* Check your understanding:
• a. Update the part of the 2nd Harvest funding article that opens with the words containing "Food for families" and closes with "you can help.", writing it out again with "December" replaced by "January".
• b. Answer these questions from the 2nd Harvest funding article:
(i) How much of the CARES Act funding will go to buying food?
(ii) How many military men and women does the Spokane facility currently have?
(iii) How many volunteers work each food sort?

* Exercise passage:
++++++++++

2nd Harvest gets $4.4 million in CARES Act funding
SPOKANE, Wash. — 1 in 8 people struggle to put food on the table in the Inland Northwest, according to 2nd Harvest. $4.4 million in CARES Act funding, approved by Spokane County commissioners, is aimed to help the growing need.
$4 million will go to buying food. 2nd Harvest said they usually have a lot of grocers donate food, but they said they’ve been relying on federal money recently.
“The need is tremendous,” said Eric Williams, Community Partnerships Director of 2nd Harvest. “Since the pandemic, we’ve seen 114% increase in the need.”
William said they’re the food bank for food banks. Since early March, they’ve given out about 465,000 pounds a week. That weight equals out to about 32 school buses.
The food goes to nearly 100 non-profit agencies and about 100 schools in Spokane County.
More than $300,000 will go to the cost of off-site storage.
“We’re actually going to have to procure storage space to have a place to put that food while our warehouse in drawn down,” Williams explained. “Our warehouse is chock-full, but we also know particularly with some of the programs that are gonna go away towards the end of the year we’re going to need a lot more food.”
One program Williams mentioned is USDA’s Farmers to Families. The program provides food boxes to families. President Trump announced additional funding up to $1 billion.
“USDA continues to review proposals received for the upcoming third round, and will issue additional agreements in the near future, with subsequent contracts to deliver food boxes the remainder of September and through October 31,” the agency in a press release.
With programs dwindling, Williams said they’re preparing for an increase when it comes to the need for food.
“Our projections are it’s going to be at least as high as it has been,” he said, “and probably higher over the next several months.”
About $60,000 of the money will go to fuel and freight costs.
Food for families isn’t the only thing on their radar. Williams said in December, the National Guard will start demobilizing.
Currently, the Spokane facility has 60 military men and women that rotate shifts. Food packaging, distributing and more will be left to the volunteers, which is where you can help.
“Our Volunteer Center team is already planning for the transition that will come with the Guard’s demobilization,” Williams said, “and we’re extremely thankful for the help the National Guard has provided.”
At the moment, they have four rounds of food sorting a day, with 14 volunteers per sort.
In June, Spokane County approved CARES Act funding, but nowhere near September’s amount.
The organization got around $2.1 million. About $1.75 million was used to buy food.
“Our world has been flipped upside down,” Williams said. “We’re working really hard and really appreciate our partners and the generosity of the community in helping us make sure that people have food on their tables.”

++++++++++

* Data listing:

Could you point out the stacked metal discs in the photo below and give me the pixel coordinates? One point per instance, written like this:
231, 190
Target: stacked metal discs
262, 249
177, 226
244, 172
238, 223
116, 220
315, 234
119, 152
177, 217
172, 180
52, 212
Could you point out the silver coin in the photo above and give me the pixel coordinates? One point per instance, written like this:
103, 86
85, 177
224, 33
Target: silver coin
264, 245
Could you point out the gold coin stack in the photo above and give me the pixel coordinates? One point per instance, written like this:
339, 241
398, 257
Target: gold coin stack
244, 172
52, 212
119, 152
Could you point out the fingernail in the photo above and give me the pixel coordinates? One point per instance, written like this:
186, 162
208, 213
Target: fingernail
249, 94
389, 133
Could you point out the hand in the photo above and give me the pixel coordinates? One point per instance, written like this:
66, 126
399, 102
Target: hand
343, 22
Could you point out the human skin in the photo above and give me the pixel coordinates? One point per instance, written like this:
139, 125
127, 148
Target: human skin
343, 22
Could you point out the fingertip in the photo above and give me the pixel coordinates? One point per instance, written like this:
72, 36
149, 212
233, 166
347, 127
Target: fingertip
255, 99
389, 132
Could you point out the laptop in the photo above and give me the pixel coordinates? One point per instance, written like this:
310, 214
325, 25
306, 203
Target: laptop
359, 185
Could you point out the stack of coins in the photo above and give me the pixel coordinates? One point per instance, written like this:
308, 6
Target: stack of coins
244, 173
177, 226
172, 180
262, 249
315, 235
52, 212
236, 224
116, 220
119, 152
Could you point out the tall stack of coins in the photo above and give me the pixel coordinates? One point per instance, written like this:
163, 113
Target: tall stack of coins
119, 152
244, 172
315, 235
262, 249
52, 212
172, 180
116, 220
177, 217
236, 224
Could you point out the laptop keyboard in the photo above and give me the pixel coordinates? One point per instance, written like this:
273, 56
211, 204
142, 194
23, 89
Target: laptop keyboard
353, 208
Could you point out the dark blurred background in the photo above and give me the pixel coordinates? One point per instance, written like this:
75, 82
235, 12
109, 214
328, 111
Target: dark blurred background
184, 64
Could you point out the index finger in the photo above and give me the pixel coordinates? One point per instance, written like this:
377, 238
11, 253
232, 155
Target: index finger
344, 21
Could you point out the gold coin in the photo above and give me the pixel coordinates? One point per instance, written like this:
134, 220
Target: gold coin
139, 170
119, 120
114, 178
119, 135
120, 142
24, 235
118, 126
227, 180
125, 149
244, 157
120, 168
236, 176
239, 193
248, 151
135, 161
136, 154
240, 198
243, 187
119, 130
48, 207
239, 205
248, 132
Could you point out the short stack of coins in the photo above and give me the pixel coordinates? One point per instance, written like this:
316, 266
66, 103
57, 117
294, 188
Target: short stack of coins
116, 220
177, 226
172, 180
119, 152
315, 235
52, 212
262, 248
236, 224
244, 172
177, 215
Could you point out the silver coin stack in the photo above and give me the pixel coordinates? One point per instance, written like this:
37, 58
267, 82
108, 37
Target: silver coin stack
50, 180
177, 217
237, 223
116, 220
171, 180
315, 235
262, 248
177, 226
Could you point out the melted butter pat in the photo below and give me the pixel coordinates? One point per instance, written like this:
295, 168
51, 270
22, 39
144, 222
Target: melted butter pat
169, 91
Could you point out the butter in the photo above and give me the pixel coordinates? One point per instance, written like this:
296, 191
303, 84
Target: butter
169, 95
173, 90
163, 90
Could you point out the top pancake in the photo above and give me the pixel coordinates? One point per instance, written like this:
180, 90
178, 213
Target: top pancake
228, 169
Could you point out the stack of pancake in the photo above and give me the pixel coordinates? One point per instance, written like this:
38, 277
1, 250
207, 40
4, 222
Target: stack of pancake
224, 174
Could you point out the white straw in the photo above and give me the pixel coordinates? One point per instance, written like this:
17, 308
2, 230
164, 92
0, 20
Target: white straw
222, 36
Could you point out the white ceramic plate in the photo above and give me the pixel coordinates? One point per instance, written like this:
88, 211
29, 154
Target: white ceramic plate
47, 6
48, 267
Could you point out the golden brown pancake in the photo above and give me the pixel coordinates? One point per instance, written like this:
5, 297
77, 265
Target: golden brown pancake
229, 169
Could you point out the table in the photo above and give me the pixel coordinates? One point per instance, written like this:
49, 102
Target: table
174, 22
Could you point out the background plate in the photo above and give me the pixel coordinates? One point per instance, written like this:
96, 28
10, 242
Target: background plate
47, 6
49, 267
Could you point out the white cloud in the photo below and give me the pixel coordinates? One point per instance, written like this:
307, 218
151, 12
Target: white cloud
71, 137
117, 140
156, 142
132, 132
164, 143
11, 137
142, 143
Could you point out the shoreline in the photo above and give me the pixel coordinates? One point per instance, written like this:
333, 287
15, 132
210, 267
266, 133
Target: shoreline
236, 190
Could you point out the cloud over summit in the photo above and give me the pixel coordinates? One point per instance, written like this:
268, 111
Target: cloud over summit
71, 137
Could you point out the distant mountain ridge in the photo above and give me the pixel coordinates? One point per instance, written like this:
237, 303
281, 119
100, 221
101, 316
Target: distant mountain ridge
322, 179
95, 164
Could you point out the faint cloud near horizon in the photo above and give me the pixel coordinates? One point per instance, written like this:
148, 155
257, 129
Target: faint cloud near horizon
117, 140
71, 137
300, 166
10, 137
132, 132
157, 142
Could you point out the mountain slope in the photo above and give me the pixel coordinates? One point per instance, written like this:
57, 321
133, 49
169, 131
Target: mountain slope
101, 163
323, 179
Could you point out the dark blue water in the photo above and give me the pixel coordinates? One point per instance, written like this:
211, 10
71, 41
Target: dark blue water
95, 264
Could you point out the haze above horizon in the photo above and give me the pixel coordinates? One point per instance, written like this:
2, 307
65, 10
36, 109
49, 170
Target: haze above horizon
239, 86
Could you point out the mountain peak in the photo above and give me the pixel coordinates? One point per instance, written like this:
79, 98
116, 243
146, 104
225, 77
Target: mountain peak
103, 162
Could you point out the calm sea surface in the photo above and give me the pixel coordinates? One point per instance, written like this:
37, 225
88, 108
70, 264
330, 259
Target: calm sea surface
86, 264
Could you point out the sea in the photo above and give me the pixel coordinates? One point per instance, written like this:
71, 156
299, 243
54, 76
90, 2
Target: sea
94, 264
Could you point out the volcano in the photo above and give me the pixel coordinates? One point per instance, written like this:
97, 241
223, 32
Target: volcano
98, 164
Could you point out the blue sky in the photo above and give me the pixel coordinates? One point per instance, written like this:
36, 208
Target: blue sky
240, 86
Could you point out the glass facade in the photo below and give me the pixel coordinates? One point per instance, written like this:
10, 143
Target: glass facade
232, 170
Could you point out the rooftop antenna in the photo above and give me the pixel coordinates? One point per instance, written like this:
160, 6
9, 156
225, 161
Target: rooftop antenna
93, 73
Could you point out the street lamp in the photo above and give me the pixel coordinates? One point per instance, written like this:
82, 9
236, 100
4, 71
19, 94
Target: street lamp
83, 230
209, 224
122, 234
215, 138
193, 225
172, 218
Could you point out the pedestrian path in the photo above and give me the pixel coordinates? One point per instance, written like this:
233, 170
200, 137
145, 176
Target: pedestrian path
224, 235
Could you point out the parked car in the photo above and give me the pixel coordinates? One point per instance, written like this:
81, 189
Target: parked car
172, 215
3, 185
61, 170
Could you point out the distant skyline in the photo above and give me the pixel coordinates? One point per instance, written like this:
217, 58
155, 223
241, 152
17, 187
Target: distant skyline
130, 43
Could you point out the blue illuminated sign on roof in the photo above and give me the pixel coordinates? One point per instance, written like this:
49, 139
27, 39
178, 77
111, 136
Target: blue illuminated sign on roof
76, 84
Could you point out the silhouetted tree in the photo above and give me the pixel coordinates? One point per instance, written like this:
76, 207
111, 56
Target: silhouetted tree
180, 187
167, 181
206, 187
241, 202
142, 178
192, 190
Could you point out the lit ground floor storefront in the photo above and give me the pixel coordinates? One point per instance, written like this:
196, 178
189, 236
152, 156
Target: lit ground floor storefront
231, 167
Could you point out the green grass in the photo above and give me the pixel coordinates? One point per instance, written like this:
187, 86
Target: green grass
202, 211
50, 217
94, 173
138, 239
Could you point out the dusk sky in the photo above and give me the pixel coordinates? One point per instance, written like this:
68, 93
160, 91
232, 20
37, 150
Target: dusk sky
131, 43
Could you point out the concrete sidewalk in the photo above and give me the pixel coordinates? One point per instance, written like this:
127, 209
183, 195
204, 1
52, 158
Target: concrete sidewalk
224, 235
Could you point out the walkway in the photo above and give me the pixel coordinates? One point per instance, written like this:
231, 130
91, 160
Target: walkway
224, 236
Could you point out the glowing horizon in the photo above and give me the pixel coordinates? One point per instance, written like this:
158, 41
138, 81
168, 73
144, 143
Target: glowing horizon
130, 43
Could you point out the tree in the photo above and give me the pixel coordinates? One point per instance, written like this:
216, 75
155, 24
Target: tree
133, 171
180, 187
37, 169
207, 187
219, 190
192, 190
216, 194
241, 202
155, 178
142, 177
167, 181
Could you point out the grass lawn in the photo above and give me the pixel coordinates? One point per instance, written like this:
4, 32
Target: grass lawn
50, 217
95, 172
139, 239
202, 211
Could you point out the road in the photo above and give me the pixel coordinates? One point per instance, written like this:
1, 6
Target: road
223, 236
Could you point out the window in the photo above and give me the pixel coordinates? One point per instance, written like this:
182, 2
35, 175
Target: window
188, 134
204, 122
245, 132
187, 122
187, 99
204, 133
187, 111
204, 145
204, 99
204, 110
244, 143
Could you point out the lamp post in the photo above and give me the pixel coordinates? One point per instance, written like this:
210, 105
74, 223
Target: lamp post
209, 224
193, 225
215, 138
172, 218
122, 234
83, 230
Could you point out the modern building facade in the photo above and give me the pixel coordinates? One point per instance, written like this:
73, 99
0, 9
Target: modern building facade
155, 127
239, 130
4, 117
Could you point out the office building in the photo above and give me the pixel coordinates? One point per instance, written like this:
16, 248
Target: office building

++++++++++

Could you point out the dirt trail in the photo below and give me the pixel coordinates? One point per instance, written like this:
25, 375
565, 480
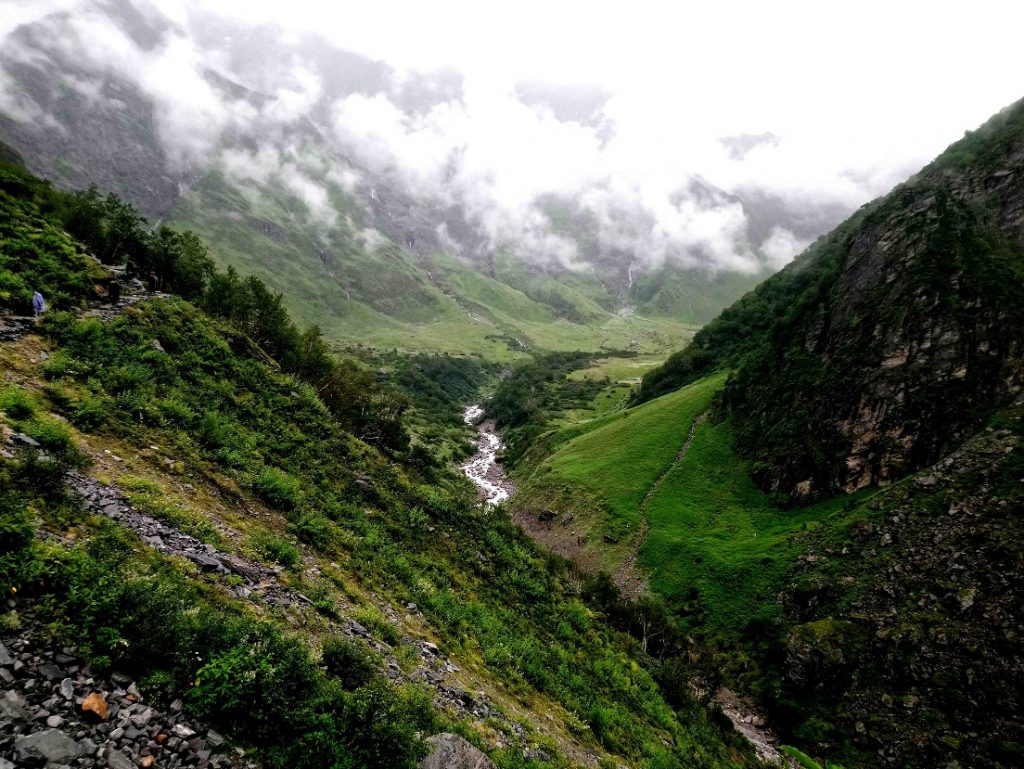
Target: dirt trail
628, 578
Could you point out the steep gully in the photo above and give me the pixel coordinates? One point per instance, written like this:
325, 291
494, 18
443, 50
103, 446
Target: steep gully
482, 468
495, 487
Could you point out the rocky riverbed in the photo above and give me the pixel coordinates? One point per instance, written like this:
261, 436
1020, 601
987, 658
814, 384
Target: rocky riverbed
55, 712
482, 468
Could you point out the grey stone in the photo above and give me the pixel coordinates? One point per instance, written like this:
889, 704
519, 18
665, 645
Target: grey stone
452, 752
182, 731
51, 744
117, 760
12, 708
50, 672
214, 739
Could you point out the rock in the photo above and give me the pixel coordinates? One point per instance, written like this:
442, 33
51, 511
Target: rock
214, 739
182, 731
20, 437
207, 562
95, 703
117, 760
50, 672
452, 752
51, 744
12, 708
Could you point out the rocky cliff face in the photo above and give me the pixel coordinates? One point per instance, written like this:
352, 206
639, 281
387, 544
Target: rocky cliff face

++++++++++

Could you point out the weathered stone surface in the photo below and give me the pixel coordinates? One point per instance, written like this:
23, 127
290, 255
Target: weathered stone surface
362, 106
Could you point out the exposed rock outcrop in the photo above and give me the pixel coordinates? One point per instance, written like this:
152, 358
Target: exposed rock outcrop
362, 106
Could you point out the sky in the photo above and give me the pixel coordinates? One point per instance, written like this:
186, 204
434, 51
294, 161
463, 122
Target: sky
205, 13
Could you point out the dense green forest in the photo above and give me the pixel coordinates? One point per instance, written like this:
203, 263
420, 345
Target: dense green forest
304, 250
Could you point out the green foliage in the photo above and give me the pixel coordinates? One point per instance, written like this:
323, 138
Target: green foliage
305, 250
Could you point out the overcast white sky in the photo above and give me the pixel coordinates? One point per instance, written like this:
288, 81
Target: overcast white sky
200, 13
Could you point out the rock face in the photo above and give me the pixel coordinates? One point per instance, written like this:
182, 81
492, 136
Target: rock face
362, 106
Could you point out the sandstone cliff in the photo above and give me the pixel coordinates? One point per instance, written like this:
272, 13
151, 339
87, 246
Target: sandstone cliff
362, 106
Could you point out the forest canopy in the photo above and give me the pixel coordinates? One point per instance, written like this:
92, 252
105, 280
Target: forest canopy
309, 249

++++++++++

* Numbered responses:
• a.
Food for families isn’t the only thing on their radar. Williams said in January, the National Guard will start demobilizing.
Currently, the Spokane facility has 60 military men and women that rotate shifts. Food packaging, distributing and more will be left to the volunteers, which is where you can help.

• b.
(i) $4 million
(ii) 60
(iii) 14